* START Data lines *

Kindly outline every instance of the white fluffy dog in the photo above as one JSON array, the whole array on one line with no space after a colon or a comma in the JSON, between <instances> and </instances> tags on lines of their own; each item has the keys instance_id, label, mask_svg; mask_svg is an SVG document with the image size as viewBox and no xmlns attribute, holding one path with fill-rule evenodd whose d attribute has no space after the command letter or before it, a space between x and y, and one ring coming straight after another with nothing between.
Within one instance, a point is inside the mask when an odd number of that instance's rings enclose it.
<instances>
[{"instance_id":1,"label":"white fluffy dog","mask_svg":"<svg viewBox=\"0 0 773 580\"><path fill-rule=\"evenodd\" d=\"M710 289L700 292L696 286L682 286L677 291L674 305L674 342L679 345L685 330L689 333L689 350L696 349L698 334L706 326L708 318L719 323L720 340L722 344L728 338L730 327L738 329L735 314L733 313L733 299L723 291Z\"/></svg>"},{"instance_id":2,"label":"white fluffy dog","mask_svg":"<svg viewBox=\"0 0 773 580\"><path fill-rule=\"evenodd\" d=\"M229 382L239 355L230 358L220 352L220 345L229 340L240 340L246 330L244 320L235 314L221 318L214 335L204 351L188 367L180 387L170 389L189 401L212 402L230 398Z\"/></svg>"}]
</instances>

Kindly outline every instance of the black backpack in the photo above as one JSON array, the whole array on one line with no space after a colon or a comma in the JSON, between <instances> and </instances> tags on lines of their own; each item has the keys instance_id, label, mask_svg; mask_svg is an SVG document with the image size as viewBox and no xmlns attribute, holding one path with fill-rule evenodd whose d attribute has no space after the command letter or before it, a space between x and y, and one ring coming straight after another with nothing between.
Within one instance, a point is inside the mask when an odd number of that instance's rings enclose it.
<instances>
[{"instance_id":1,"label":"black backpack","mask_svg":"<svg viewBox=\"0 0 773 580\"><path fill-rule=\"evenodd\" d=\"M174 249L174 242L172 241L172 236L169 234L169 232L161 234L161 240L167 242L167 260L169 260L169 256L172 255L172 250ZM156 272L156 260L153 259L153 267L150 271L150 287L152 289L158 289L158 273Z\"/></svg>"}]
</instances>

* END Data lines *

Print all of the lines above again, character for character, with nothing changed.

### Result of this task
Kindly outline every instance of the white fluffy dog in the photo above as one JSON array, the whole array on one line with no space after a colon or a comma in the JSON, between <instances> and </instances> tags on lines of their own; each item has the keys instance_id, label, mask_svg; mask_svg is an SVG document with the image size as viewBox and no xmlns attribute, holding one path with fill-rule evenodd whose d attribute has no space after the command letter or before it, a space between x and y, and one ring coming straight after another with nothing between.
Within one instance, a point is inside the mask when an odd number of that instance's rings enclose it.
<instances>
[{"instance_id":1,"label":"white fluffy dog","mask_svg":"<svg viewBox=\"0 0 773 580\"><path fill-rule=\"evenodd\" d=\"M710 289L700 292L696 286L682 286L677 291L674 305L674 342L679 345L685 330L689 333L689 350L696 349L698 334L706 326L708 318L719 323L720 340L722 344L728 338L730 327L738 329L735 314L733 313L733 299L723 291Z\"/></svg>"},{"instance_id":2,"label":"white fluffy dog","mask_svg":"<svg viewBox=\"0 0 773 580\"><path fill-rule=\"evenodd\" d=\"M229 382L239 355L230 358L220 352L220 345L229 340L240 340L246 330L244 320L235 314L221 318L214 335L204 351L188 367L180 387L170 389L189 401L212 402L230 398Z\"/></svg>"}]
</instances>

Kindly outline every instance of the black backpack in the photo above as one JSON array, the whole array on one line with no space after a colon or a comma in the JSON, between <instances> and </instances> tags on lines of their own; each item has the keys instance_id, label, mask_svg; mask_svg is an SVG document with the image size as viewBox and no xmlns attribute, holding one path with fill-rule evenodd whose d attribute has no space after the command letter or before it, a space between x and y, and one ring coming straight after another with nothing between.
Within one instance, a point is inside the mask when an odd number of that instance's rings enclose it.
<instances>
[{"instance_id":1,"label":"black backpack","mask_svg":"<svg viewBox=\"0 0 773 580\"><path fill-rule=\"evenodd\" d=\"M174 249L174 242L172 241L172 236L169 234L169 232L161 234L161 240L167 242L167 260L169 260L169 256L172 255L172 250ZM156 272L156 260L153 259L153 267L150 271L150 287L152 289L158 289L158 273Z\"/></svg>"}]
</instances>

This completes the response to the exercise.